Originally Posted by IndyCA35
A one ounce rifle ball. That would be 16 gauge. IIRC that rifle would be about .65 caliber.


Good catch Sir cool, I overlooked that detail. A pity we don't get a better description of the whole event. Capt. Duval was making snap shots with fixed sights at what amounts to brief pop-up targets maybe 70 yards away, using a heavy rifle rested upon a wagon. One wonders if he had a spotter or spotters.

He lost a finger off of his right hand to a ball in the act of hitting his final target. At that point his right hand would have been wrapped around the wrist of the stock, index finger on the trigger. Possibly both shooters fired at the same moment.

We get from Shackelford's account that grapeshot fired into the grass finally scattered these Indian sharpshooters.

One detail not yet touched upon here is the fate of Albert Horton and his approximately thirty Mobile Greys, a cavalry company which had been sent ahead to verify the route was clear, in this case to Coleto Creek, no more than two to five miles in advance of Fannin's main force.

It is hard to know how much to censure Horton's company for failing to detect the hundreds of vaqueros and Indians that must have been in the general area at that point. After all even Fannin, travelling with 250 men and a slow-moving train of ox carts, had left a fort that morning which was presumably under constant surveillance and yet was able to amass as much as a five mile or two hour lead over Urrea and his much faster force, not being caught and surrounded until early afternoon.

In later life Horton suffered much censure from the simple-minded for not having perished along with the rest of Fannin's command. In his own defense, Horton reportedly claimed that Fannin had already surrendered by the time he returned from the scouting mission which sounds a tad spurious. For that to happen he would have had to have been essentially absent overnight, far enough away in advance not to have heard the Fannin's artillery and heavy barrage of small arms fire.

WORK ORDER
Reproduce the passage of the forum post about Fannin's fight at Coleto Creek that begins with "Good catch Sir" and ends with "spotter or spotters.", changing "wagon" to "cart".

EXTRACTED INFORMATION

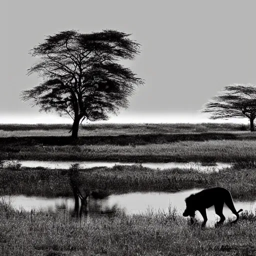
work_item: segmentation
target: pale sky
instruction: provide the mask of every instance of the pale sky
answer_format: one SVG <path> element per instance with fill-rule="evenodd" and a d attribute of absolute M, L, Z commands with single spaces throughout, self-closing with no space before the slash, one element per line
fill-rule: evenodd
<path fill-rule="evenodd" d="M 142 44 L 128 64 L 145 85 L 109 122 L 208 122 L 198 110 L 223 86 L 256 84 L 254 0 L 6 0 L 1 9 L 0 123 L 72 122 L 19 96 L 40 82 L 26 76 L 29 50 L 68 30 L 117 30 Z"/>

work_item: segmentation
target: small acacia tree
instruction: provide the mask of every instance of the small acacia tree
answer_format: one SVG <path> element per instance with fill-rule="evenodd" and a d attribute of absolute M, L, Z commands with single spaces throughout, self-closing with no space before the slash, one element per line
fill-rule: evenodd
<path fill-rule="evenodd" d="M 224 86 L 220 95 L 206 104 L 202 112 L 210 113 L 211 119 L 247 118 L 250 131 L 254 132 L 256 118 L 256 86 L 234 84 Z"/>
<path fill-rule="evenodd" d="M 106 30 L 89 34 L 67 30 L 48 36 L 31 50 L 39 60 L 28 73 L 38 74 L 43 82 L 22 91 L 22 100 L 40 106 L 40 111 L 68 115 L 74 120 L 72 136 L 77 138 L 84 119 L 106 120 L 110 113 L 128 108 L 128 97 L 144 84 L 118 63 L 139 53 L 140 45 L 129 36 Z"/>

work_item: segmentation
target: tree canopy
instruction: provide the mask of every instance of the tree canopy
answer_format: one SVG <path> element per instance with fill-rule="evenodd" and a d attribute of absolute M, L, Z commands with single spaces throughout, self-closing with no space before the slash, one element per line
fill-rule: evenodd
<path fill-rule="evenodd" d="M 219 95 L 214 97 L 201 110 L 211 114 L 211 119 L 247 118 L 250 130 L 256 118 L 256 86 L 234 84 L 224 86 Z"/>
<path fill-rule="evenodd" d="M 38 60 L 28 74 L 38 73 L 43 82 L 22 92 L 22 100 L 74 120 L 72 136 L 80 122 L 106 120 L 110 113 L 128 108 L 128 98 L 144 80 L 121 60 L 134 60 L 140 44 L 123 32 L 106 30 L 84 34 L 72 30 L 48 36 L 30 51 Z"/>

...

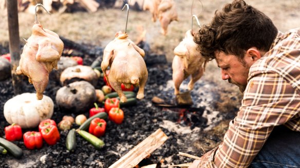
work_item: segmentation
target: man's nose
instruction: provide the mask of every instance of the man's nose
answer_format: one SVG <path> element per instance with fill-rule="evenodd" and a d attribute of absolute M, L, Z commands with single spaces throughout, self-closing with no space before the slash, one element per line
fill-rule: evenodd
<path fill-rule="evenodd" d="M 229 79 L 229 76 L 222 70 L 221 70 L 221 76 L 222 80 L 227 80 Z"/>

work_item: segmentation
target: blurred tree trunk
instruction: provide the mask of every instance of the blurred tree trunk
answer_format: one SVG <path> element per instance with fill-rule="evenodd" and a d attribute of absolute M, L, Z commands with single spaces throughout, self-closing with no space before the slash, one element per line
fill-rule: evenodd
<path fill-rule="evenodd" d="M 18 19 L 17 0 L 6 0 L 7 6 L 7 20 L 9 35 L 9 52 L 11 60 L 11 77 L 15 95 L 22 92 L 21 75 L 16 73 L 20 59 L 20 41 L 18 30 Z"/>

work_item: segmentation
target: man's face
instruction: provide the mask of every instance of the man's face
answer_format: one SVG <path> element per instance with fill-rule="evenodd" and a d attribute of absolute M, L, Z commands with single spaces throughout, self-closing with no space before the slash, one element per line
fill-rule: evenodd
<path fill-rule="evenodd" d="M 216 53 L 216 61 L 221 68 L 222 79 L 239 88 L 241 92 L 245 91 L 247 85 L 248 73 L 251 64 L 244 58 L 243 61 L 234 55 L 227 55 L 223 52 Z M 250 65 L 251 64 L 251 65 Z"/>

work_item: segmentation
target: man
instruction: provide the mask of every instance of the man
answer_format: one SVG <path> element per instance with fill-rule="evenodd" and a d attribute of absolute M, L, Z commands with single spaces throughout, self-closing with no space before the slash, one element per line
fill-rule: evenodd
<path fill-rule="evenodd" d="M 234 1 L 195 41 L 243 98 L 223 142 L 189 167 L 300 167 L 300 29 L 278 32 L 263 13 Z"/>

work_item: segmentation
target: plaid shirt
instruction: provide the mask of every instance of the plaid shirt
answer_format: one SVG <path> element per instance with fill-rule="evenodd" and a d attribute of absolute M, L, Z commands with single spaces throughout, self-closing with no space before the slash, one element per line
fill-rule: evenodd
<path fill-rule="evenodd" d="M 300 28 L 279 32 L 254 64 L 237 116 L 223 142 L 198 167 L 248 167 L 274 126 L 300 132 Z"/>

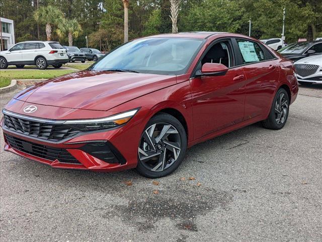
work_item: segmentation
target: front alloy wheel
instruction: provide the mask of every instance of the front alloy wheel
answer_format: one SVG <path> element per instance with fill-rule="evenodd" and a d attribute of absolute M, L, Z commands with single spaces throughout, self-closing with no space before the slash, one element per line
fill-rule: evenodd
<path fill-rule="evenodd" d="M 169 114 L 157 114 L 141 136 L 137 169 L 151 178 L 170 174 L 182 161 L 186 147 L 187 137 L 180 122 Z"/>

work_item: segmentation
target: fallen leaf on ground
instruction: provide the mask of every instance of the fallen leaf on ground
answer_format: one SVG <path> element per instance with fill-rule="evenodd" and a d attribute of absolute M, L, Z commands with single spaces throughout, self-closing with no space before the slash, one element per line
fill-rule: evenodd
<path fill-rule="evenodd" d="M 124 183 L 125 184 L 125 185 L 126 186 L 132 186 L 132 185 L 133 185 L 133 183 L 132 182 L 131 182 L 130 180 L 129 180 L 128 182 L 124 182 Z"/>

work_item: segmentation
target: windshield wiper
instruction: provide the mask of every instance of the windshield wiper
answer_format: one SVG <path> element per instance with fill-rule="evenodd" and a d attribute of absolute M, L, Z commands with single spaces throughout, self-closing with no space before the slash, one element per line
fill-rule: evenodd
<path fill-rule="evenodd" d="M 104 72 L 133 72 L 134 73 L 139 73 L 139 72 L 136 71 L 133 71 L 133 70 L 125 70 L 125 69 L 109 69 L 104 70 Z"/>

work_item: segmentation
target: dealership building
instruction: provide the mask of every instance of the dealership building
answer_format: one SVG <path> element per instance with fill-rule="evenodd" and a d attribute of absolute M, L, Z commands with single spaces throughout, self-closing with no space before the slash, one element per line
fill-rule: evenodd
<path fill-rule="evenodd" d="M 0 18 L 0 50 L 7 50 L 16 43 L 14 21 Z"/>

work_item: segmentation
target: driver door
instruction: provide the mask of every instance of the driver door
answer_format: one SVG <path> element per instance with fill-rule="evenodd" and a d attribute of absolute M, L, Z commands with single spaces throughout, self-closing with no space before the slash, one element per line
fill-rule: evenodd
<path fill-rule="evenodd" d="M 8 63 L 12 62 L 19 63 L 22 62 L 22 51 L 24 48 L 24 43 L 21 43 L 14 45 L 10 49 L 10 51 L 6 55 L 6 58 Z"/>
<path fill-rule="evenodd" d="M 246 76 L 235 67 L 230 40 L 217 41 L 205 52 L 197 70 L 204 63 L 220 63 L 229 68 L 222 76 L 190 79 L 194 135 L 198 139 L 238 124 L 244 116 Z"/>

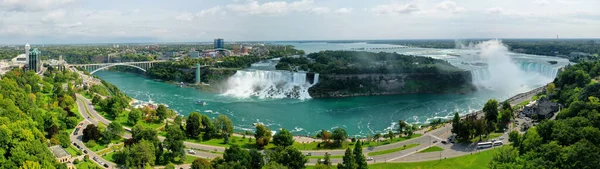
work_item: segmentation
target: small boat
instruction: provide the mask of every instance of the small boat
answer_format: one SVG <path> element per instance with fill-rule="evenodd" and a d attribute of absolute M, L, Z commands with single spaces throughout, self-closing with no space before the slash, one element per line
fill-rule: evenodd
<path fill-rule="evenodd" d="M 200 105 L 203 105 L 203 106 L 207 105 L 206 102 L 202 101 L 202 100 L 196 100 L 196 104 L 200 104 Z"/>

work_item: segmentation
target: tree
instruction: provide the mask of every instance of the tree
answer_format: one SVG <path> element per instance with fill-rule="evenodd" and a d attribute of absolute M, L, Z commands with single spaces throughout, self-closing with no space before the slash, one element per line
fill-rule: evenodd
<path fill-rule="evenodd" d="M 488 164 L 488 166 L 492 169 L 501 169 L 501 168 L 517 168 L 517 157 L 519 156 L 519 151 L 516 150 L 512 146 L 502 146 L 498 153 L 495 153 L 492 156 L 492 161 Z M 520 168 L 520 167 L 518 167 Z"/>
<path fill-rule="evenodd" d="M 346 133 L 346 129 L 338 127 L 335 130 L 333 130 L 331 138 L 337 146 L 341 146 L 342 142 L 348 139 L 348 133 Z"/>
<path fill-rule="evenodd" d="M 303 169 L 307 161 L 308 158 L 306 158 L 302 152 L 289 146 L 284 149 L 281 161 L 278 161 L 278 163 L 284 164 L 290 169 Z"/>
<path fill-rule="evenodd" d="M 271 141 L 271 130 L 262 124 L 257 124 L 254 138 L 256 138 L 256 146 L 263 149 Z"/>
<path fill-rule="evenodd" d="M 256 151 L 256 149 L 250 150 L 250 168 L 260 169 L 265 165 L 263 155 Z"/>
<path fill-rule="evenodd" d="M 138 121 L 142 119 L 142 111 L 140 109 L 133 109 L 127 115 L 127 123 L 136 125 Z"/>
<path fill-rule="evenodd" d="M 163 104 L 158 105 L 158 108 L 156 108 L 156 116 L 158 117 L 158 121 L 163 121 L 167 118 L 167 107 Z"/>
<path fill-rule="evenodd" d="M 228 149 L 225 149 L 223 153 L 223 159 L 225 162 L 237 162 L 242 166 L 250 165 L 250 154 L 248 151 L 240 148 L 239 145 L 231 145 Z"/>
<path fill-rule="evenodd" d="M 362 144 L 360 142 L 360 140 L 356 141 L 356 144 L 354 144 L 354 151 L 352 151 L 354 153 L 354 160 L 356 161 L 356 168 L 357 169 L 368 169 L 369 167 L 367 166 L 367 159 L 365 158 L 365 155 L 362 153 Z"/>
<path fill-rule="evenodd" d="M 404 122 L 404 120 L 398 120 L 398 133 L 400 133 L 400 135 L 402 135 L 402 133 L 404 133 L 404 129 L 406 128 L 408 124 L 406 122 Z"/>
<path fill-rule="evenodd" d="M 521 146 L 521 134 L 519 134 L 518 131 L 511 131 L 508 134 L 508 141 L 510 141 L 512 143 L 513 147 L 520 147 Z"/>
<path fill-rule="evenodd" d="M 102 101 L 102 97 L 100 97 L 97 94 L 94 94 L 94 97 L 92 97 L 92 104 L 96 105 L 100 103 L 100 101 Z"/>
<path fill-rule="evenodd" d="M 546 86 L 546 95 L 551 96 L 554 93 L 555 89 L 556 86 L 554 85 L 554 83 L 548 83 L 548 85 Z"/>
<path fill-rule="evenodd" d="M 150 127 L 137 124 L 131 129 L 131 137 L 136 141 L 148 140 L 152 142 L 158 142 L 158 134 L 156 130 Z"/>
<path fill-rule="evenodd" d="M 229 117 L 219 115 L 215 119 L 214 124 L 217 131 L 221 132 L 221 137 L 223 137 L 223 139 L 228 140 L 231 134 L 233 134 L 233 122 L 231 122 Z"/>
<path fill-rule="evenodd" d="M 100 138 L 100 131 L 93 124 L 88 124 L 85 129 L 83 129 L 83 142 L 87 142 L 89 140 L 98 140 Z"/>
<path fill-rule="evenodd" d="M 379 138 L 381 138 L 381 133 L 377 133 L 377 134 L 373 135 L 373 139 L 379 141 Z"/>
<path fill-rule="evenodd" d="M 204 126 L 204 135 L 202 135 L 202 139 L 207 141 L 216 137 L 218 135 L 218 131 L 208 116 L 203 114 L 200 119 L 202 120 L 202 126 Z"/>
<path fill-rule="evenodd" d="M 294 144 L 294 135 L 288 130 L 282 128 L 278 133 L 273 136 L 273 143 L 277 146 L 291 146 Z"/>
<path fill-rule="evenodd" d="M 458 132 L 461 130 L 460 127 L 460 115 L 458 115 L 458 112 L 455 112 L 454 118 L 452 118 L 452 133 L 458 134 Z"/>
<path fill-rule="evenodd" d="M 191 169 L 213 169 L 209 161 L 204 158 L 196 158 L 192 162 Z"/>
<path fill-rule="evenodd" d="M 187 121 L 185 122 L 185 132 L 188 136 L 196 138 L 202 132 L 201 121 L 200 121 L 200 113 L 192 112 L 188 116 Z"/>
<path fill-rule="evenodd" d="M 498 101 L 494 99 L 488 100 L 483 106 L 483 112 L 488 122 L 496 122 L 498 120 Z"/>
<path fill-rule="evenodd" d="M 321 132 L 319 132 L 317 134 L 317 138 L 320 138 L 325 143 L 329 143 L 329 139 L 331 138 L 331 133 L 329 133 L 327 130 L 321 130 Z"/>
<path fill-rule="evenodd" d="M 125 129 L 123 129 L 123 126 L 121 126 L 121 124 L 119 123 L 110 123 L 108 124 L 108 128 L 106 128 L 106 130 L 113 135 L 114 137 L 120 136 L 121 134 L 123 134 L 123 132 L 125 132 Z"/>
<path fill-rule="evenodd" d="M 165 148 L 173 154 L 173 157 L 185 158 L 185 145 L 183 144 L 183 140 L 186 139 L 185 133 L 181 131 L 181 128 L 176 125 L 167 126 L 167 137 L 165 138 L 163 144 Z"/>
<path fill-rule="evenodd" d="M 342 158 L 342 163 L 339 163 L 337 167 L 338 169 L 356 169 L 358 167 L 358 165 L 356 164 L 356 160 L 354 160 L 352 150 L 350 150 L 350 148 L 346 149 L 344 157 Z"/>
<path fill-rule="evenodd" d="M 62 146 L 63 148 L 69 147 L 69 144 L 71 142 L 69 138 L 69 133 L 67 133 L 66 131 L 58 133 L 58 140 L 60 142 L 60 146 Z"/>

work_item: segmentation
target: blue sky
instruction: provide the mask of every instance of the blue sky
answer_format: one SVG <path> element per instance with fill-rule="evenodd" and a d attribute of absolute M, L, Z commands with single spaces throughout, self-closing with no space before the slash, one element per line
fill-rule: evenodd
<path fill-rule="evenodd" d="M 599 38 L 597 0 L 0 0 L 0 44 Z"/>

TASK OUTPUT
Good catch Sir cool, I overlooked that detail. A pity we don't get a better description of the whole event. Capt. Duval was making snap shots with fixed sights at what amounts to brief pop-up targets maybe 70 yards away, using a heavy rifle rested upon a cart. One wonders if he had a spotter or spotters.